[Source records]
──────────

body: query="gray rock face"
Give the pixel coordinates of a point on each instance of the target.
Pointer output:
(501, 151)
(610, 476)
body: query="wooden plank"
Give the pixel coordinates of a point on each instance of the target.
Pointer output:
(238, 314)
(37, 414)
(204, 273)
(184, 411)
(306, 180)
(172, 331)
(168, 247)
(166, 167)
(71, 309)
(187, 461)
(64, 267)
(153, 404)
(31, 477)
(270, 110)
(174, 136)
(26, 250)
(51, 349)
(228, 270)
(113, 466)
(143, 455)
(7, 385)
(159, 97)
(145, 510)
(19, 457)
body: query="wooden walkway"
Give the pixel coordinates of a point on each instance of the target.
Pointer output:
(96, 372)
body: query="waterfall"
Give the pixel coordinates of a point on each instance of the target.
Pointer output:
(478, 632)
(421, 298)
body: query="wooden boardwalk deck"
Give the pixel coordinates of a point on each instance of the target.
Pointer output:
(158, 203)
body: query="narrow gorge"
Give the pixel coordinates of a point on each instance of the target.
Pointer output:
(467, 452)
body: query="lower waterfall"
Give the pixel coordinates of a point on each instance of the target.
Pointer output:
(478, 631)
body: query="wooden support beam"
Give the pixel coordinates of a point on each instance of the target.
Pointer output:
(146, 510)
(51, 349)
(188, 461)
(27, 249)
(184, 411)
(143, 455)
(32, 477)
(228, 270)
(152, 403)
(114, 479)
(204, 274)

──────────

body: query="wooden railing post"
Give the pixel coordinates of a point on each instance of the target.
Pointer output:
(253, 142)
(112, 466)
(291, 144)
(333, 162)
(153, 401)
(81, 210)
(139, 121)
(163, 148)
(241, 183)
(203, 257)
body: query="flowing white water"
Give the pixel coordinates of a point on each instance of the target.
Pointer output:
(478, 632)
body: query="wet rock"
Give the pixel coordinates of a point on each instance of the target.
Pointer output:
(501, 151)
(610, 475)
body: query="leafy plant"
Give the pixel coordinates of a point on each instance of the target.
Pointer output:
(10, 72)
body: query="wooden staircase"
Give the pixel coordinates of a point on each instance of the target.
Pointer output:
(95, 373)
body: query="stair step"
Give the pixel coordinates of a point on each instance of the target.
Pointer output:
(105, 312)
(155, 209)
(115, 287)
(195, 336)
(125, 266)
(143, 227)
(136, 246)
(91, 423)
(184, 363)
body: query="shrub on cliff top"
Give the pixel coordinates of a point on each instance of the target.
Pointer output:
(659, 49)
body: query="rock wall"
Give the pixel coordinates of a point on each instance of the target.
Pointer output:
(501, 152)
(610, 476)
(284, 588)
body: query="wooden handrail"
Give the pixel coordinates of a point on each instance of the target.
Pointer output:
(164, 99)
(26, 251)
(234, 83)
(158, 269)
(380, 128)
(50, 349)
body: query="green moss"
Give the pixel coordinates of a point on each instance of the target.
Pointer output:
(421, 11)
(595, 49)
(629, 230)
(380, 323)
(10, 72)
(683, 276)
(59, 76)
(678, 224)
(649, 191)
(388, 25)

──────────

=== ASSIGNMENT ===
How many of the lines in these entries hold "waterfall"? Report only the count.

=== RESPONSE BOX ===
2